* Material shown:
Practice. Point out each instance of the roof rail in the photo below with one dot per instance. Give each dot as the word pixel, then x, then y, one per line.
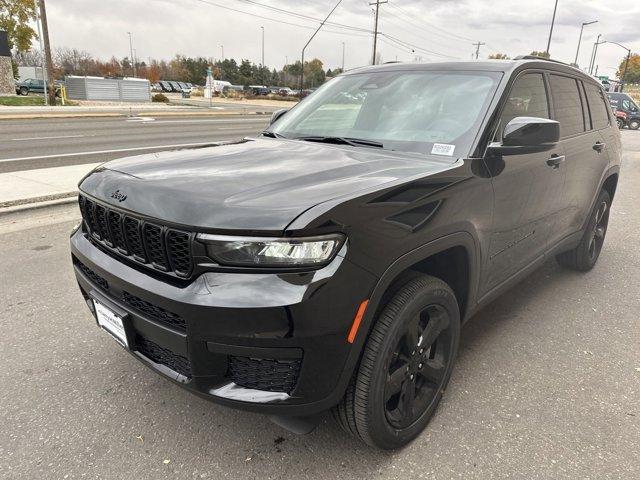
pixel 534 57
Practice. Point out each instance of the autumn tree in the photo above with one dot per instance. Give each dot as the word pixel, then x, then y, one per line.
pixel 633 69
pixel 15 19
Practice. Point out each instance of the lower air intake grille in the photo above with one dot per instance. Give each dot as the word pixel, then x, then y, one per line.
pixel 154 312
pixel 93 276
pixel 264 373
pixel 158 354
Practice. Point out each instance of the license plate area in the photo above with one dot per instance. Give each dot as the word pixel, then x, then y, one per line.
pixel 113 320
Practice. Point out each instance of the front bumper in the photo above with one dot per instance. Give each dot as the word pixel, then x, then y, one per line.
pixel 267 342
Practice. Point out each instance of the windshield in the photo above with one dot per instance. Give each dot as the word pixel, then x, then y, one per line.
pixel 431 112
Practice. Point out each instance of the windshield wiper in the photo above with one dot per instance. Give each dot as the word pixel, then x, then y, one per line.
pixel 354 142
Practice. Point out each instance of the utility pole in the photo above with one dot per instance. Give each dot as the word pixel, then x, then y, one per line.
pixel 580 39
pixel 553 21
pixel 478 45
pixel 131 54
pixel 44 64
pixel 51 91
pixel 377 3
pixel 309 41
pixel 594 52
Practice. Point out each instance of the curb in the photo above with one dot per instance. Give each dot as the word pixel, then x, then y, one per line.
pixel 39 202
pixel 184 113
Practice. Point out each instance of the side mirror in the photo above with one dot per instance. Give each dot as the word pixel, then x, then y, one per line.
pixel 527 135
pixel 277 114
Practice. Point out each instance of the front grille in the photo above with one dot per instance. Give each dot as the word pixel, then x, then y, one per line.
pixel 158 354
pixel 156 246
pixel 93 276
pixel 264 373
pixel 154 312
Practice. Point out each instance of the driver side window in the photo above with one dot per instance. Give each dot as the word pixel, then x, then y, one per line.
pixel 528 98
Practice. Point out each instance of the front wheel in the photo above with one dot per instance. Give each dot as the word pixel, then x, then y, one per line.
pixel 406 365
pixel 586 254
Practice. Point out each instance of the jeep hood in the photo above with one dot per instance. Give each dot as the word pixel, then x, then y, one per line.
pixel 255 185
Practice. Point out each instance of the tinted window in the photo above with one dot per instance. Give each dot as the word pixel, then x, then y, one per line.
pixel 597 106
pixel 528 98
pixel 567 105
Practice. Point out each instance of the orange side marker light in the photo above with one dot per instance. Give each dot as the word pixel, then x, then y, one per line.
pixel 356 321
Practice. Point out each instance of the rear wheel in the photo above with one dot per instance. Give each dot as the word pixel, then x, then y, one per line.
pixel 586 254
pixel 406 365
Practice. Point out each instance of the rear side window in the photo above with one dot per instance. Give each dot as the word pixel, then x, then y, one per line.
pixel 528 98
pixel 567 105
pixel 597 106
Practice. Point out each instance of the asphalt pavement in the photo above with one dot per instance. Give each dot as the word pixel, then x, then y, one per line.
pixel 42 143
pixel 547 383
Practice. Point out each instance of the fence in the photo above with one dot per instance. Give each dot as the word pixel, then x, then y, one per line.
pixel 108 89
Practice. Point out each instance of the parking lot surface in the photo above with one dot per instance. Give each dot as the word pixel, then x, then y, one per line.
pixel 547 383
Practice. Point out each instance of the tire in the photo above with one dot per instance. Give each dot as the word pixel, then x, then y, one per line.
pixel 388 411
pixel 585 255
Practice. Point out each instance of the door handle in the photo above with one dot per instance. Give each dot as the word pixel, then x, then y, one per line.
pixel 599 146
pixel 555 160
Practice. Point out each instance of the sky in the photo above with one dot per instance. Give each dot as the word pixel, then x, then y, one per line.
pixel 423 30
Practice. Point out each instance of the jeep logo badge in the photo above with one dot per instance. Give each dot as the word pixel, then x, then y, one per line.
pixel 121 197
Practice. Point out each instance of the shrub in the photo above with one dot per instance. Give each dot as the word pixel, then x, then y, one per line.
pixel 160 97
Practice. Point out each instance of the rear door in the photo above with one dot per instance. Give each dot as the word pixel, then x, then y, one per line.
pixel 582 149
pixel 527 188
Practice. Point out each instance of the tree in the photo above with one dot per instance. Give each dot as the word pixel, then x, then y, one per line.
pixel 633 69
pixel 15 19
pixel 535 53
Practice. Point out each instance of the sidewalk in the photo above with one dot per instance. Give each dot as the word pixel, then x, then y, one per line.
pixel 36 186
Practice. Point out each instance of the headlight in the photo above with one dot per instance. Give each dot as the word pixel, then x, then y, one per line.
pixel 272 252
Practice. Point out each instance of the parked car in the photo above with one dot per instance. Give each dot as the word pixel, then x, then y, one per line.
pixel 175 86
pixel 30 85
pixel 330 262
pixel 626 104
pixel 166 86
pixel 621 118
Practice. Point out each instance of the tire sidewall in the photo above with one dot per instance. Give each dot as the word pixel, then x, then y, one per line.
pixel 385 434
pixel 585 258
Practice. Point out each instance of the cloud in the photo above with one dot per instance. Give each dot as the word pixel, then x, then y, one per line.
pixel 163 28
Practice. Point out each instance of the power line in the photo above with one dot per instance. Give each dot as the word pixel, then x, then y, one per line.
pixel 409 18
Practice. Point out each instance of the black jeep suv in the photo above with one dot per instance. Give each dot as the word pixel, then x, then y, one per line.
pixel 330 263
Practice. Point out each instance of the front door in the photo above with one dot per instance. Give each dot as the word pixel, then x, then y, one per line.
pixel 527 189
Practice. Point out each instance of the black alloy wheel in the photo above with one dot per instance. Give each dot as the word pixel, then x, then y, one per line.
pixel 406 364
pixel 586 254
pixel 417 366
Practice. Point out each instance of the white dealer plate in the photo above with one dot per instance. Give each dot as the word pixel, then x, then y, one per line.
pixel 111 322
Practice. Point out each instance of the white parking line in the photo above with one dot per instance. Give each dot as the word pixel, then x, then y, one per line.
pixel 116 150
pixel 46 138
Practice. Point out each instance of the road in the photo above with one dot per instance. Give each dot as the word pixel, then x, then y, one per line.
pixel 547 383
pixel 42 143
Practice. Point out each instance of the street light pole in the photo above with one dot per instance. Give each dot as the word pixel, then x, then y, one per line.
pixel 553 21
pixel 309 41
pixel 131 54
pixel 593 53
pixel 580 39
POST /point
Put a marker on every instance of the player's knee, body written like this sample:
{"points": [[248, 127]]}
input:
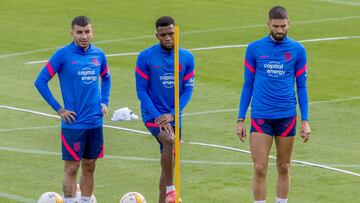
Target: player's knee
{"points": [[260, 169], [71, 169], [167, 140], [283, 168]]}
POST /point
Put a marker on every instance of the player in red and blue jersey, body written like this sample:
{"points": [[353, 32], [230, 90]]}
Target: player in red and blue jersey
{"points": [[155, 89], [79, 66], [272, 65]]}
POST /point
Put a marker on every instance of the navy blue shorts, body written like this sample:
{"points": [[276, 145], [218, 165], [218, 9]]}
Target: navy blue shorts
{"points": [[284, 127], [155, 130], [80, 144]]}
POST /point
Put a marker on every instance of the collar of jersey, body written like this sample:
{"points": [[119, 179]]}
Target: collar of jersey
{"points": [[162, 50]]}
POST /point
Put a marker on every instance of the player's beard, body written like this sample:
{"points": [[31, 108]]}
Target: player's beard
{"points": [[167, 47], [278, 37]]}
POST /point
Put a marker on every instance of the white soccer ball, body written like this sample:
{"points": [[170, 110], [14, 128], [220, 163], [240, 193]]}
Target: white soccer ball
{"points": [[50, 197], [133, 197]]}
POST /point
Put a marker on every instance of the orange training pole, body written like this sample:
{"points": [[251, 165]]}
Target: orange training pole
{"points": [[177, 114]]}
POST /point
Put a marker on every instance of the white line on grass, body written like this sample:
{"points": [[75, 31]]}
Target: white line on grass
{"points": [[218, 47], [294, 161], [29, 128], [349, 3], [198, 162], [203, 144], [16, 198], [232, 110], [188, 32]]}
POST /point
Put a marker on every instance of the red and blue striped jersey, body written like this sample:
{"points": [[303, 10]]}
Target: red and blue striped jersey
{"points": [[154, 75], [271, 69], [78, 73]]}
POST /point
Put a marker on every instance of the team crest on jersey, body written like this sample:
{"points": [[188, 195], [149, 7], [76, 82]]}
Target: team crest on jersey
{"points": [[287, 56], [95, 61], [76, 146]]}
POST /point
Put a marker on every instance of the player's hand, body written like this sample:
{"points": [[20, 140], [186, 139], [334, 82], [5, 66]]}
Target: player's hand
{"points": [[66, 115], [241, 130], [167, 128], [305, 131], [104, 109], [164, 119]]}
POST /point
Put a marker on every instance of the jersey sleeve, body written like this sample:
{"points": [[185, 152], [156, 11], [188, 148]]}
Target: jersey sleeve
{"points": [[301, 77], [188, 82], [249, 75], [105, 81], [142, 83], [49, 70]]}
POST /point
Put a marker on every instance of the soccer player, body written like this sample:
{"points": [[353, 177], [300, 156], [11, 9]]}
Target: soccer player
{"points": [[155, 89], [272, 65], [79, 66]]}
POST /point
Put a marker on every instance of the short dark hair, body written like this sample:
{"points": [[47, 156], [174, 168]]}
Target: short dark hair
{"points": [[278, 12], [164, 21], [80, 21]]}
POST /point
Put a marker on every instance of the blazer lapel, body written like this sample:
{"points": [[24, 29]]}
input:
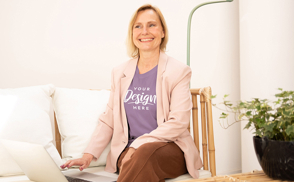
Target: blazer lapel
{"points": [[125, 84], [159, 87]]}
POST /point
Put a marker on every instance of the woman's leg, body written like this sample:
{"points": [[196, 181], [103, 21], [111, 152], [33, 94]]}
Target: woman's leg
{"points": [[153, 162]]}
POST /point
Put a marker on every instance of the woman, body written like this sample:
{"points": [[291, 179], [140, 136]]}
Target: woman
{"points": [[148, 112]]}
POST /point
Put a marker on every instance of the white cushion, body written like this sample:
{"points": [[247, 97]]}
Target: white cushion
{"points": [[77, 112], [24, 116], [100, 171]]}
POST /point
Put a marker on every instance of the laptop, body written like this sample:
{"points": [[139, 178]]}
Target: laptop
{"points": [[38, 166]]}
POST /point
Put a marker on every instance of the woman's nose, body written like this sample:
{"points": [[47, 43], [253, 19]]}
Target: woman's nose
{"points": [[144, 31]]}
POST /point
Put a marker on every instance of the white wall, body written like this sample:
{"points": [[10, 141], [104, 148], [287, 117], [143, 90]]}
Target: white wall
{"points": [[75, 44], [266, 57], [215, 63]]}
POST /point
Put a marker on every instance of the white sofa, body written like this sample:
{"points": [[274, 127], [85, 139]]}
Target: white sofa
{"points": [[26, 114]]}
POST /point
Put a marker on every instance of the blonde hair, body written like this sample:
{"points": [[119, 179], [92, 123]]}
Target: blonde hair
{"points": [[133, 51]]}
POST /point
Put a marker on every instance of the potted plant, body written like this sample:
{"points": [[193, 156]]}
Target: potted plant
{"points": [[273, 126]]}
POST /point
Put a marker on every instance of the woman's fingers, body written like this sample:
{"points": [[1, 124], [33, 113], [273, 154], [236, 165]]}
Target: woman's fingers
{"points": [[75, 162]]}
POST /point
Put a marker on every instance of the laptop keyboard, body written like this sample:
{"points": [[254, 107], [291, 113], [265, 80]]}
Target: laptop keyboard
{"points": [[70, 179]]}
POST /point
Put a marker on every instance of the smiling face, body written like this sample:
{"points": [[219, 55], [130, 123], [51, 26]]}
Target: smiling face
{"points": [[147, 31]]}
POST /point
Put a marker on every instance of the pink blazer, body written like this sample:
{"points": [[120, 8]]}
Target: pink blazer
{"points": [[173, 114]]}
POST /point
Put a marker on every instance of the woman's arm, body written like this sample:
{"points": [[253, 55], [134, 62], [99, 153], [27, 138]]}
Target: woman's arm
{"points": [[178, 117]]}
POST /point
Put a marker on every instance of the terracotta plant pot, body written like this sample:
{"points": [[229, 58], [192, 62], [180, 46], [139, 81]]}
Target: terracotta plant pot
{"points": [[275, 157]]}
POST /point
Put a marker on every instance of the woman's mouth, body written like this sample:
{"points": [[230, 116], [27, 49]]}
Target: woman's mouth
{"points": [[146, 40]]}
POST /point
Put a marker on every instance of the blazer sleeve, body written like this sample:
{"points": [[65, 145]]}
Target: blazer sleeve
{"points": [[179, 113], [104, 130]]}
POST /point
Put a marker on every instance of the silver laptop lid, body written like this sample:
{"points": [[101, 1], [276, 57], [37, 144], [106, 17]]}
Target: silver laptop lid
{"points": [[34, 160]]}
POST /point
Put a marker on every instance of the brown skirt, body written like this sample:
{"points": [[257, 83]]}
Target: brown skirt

* Requirement:
Show each line of the items above that contains the word "orange". Case counts.

* Answer to the problem:
Practice. Point out each instance of the orange side marker light in the photo above with one dot per instance. Give each dot as the word pixel, then x, then y, one per line.
Put a marker on every instance of the orange training pole, body written like this sample:
Target: orange training pole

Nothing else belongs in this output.